Nothing but the text of the records should come back; copy it exactly and leave the pictures out.

START ENTRIES SUPPLIED

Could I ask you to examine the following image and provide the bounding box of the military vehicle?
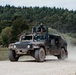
[8,24,68,62]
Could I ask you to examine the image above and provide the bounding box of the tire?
[57,48,66,60]
[34,48,45,62]
[8,50,19,62]
[65,50,68,58]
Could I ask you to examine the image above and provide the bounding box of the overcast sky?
[0,0,76,10]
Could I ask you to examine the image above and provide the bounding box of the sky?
[0,0,76,10]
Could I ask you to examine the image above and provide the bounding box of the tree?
[11,18,29,42]
[1,27,12,47]
[0,5,76,38]
[0,20,11,33]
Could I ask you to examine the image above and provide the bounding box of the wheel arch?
[40,45,46,55]
[61,46,68,58]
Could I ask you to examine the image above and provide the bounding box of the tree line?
[0,5,76,46]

END ENTRIES SUPPLIED

- SOLUTION FOR THIS PROBLEM -
Could I ask you to examine the following image and provide the bounding box of the military vehicle?
[8,24,68,62]
Could I ask you to examine the image above and provide the bounding box of the tire?
[57,48,66,60]
[34,48,45,62]
[8,50,19,62]
[65,50,68,58]
Could I ask you to examine the image above and provide the bounding box of the overcast sky?
[0,0,76,10]
Could I ask you to examine the image above and provide the bounding box of the sky?
[0,0,76,10]
Could I ask you to examine the image above and provide the bounding box of the tree?
[11,18,29,42]
[1,27,12,47]
[0,5,76,38]
[0,20,11,33]
Could I ask you to examine the image above and provide the bounding box of the wheel arch?
[40,45,46,55]
[61,46,68,58]
Could I ask you to examine the image above and provide the bounding box of the tree line?
[0,5,76,46]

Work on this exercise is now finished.